_Problem to solve_: Beginning with the line that contains "Target: white window frame", copy each remaining line of the data below exactly.

_Collected data_:
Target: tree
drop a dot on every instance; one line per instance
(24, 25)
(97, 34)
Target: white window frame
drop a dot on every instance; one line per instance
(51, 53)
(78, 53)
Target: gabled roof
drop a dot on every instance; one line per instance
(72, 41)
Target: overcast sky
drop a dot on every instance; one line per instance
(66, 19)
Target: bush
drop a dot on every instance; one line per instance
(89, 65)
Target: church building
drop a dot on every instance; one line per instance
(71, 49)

_Worked solution_:
Target: white window frame
drop a dot on every instance; one line per instance
(51, 53)
(78, 53)
Target: gabled roof
drop a dot on every instance; one line per instance
(72, 41)
Target: overcast sky
drop a dot on every instance; one line per instance
(66, 19)
Target: bush
drop a dot on every instance; one line per instance
(89, 65)
Target: church building
drop a dot on every instance; one line per instance
(71, 49)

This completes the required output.